Work instructions:
[1] Write out the SMX technical SEO session recap word for word, between "Real Answers For Technical SEO Problems: SMX" and "Strategist, Covario (@googleandblog)", inclusive.
[2] Carry on the SMX technical SEO session recap from the point where it ends.

Passage provided:
Real Answers For Technical SEO Problems: SMX East New York 2011, Day 2!

Sep 15, 2011 | 2,787 views | by Navneet Kaushal
VN:F [1.9.20_1166]
Rating: 5.0/5 (3 votes cast)

The topic of this session of SMX New York 2011 Day 2 is on “Real Answers For Technical SEO Problem”. This session is an interactive session and more of Q and A among the moderators, speakers and audiences. The aim of this session is to find out the root cause of issues and how to get them fixed once and for all.


  • Vanessa Fox, Contributing Editor, Search Engine Land (@vanessafox)

Q&A Moderator:

  • Michael Martin, Senior SEO Strategist, Covario (@googleandblog)


  • Vanessa Fox, Contributing Editor, Search Engine Land (@vanessafox)
  • Todd Nemet, Director, Technical Projects, Nine By Blue (@nemet)

Todd Nemet, Director, Technical Projects, Nine By Blue, begins the session by saying that he has learned about titles at SMX and it does not really matter. So he renamed his. He then said that, we are not going to look at the web site or any of that stuff. Instead, he emphasized to look on things like:

  • Network
  • Web access longs
  • HTTP response codes
  • HTTP response headers and
  • Talk to the network admin/developers

Questions for IT/Developers:

  • Is your load balancing round robin?

Given data:
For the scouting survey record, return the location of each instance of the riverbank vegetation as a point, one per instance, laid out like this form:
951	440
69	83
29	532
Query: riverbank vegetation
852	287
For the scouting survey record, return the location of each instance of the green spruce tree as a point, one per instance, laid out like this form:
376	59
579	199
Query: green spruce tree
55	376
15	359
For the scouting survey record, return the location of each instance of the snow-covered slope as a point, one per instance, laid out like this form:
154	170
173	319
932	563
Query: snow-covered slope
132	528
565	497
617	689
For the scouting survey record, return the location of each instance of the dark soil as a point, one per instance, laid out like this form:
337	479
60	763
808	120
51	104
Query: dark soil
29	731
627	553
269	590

Exercise answers:
[1]
Real Answers For Technical SEO Problems: SMX East New York 2011, Day 2!

Sep 15, 2011 | 2,787 views | by Navneet Kaushal
VN:F [1.9.20_1166]
Rating: 5.0/5 (3 votes cast)

The topic of this session of SMX New York 2011 Day 2 is on “Real Answers For Technical SEO Problem”. This session is an interactive session and more of Q and A among the moderators, speakers and audiences. The aim of this session is to find out the root cause of issues and how to get them fixed once and for all.


  • Vanessa Fox, Contributing Editor, Search Engine Land (@vanessafox)

Q&A Moderator:

  • Michael Martin, Senior SEO Strategist, Covario (@googleandblog)

[2]
  • How do you monitor your site? [Because it's rude to ask "DO you monitor your site?"]
  • Are there are reverse proxies or CDNs in your configuration?
  • Do you do any URL rewriting
  • May I have a sample of your web access log files?

From there he will:

  • Check load balancing
  • Check server latency. Do 10 real quick grabs of the home page and time it.
  • Check network latency: They can see a slow network, packet loss. You’ll want to talk to a network, engineer.
  • Check for duplicate sites to see how many have DNS records

Web access log analysis:
Todd explains this by saying that , “you have browsers that go to a Web server and a bot that goes to a Web server. Every time something is accessed, an entry gets written into a log file.”

He wants to get all the log files from the server. What kind of data is in there?

  • IP address and user-agent: Whose doing the crawling?
  • Date: How often are we being crawled?
  • Referrer: What’s the referring inbound link?

The URL being requested.

What are the http response codes?
They have created a web log analyzer where their clients upload web log files and take the relevant fields. In the Excel file you get the bot activity, a hierarchical view of what’s happening, query parameters, reverse DNS, HTTP response codes, etc.

Todd comes up with more examples which are as follows:

  1. He shows an example of crawling inefficiency and a site with about a zillion dynamic sitemaps. For this, Google was spending all its time crawling the million sitemaps and nothing else. Then to fix it, they changed the way sitemaps were generated.
  2. His next example was about a site that was getting badly scraped. What they did was monitor it to block all the bad IPs.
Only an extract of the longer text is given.